Region pointing data:
⁂
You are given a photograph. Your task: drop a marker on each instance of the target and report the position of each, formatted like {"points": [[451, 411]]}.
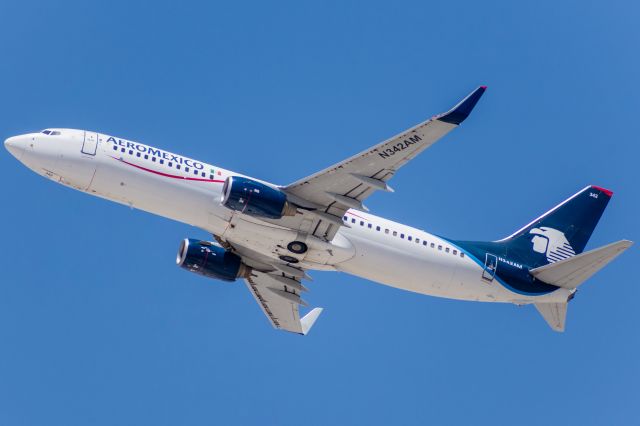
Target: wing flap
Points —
{"points": [[279, 301]]}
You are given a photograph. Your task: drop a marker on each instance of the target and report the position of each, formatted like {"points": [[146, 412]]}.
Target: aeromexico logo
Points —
{"points": [[552, 243], [156, 153]]}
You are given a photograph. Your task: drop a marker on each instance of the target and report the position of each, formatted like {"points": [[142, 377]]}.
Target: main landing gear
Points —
{"points": [[297, 247]]}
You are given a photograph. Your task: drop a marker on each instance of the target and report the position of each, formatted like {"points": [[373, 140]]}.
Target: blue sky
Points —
{"points": [[99, 327]]}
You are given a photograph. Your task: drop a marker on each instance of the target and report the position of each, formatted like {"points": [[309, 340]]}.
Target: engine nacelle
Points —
{"points": [[255, 199], [210, 260]]}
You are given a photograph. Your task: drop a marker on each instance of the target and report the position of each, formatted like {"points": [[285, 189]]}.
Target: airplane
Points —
{"points": [[271, 235]]}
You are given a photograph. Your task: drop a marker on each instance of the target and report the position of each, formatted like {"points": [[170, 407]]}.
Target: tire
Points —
{"points": [[297, 247]]}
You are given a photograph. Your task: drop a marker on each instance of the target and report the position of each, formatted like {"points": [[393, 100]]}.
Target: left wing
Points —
{"points": [[279, 298], [329, 193]]}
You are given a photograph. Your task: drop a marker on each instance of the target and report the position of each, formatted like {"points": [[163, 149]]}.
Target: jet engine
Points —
{"points": [[255, 199], [210, 260]]}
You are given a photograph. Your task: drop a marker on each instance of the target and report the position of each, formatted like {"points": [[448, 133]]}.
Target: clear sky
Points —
{"points": [[99, 327]]}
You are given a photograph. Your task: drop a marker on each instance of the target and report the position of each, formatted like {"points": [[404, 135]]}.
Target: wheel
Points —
{"points": [[297, 247]]}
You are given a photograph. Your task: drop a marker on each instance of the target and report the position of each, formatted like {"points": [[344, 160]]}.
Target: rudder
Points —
{"points": [[563, 231]]}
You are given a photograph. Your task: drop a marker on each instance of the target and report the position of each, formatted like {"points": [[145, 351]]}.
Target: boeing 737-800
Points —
{"points": [[271, 235]]}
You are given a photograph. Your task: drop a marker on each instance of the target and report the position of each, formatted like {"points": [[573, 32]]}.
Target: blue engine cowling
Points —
{"points": [[255, 199], [210, 260]]}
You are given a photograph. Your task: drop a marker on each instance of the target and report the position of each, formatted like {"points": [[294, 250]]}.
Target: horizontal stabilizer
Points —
{"points": [[573, 271], [554, 314], [308, 320]]}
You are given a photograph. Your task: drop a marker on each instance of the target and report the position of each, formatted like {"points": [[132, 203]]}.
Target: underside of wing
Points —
{"points": [[328, 194], [279, 298]]}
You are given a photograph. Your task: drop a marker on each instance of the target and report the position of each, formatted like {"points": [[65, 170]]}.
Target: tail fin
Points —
{"points": [[570, 273], [563, 231]]}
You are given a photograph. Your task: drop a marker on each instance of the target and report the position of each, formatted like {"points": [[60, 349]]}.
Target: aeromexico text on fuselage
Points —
{"points": [[144, 149]]}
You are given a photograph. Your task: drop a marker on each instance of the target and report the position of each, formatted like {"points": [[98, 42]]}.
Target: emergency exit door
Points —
{"points": [[490, 266]]}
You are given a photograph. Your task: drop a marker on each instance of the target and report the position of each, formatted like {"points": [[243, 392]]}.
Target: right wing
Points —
{"points": [[331, 192]]}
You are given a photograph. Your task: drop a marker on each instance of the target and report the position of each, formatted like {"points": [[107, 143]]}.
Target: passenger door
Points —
{"points": [[90, 144]]}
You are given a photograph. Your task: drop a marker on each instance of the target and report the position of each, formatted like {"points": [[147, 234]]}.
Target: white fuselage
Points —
{"points": [[189, 191]]}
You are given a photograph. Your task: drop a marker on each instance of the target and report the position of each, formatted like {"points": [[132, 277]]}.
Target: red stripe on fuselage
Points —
{"points": [[166, 174]]}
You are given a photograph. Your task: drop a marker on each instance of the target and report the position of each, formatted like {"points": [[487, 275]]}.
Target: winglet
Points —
{"points": [[308, 320], [460, 112]]}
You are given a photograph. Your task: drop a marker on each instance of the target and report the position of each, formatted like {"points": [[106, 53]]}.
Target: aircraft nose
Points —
{"points": [[15, 145]]}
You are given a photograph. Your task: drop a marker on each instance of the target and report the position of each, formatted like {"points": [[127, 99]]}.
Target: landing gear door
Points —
{"points": [[90, 144], [490, 266]]}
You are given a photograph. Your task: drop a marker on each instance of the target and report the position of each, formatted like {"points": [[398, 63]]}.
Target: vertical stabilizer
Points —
{"points": [[563, 231]]}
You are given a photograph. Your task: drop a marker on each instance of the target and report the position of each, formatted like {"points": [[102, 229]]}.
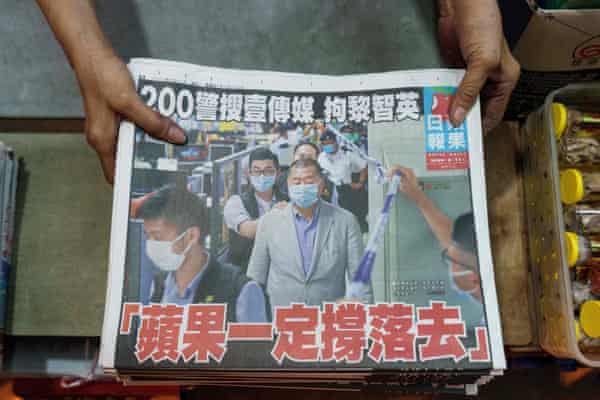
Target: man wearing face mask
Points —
{"points": [[309, 150], [242, 212], [340, 165], [457, 238], [307, 251], [175, 222]]}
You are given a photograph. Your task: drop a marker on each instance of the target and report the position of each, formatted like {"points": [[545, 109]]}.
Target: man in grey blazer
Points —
{"points": [[307, 251]]}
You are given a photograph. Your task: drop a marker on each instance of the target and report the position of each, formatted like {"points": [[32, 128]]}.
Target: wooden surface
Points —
{"points": [[508, 233]]}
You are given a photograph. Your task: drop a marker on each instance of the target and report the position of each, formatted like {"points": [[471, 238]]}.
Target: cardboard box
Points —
{"points": [[554, 47]]}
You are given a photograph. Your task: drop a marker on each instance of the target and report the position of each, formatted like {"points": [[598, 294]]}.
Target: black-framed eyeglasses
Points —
{"points": [[269, 171], [450, 261]]}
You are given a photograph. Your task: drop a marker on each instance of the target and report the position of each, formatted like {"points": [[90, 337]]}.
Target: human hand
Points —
{"points": [[356, 185], [281, 205], [470, 35], [109, 93], [409, 185]]}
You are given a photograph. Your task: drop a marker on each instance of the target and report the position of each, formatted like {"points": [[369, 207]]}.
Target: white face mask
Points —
{"points": [[454, 274], [162, 255]]}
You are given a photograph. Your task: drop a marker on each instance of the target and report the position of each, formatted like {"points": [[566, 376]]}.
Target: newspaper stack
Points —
{"points": [[314, 232], [9, 166]]}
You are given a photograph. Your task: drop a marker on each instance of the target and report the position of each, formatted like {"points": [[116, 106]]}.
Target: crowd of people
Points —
{"points": [[291, 240]]}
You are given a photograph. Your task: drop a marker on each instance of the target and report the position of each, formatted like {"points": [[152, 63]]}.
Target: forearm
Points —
{"points": [[248, 229], [364, 174], [76, 27], [439, 223]]}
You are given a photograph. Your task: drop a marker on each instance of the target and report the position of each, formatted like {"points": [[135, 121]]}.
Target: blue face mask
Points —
{"points": [[329, 148], [304, 196], [262, 183]]}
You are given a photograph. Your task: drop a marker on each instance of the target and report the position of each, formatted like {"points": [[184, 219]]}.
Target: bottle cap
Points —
{"points": [[571, 186], [559, 119], [572, 248], [589, 317]]}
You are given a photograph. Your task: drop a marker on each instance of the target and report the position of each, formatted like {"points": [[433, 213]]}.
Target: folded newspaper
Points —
{"points": [[9, 166], [314, 231]]}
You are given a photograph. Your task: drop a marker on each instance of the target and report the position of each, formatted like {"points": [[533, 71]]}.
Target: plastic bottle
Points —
{"points": [[579, 186]]}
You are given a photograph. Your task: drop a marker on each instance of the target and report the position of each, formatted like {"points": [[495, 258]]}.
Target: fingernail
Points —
{"points": [[177, 135], [459, 116]]}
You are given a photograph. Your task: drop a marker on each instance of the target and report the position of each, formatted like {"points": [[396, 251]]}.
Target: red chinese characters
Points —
{"points": [[340, 333], [204, 336], [343, 336], [297, 333], [391, 327], [158, 335], [442, 327]]}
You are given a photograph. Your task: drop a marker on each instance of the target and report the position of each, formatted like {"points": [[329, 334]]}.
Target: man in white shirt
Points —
{"points": [[340, 165]]}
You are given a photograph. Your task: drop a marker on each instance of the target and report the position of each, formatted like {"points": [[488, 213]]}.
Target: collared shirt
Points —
{"points": [[341, 165], [306, 232], [250, 304], [235, 213]]}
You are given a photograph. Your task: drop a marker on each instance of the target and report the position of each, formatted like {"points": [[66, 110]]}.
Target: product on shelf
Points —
{"points": [[578, 134], [586, 343], [589, 318], [582, 292], [579, 186], [583, 218], [582, 250], [573, 123], [595, 282]]}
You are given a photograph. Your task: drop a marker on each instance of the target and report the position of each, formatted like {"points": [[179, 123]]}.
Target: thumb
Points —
{"points": [[155, 124], [468, 91]]}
⁂
(Assigned task) Every line above that includes the string "bottle" needs to be copied.

(Response to this exercise)
Target: bottle cap
Target: plastic bottle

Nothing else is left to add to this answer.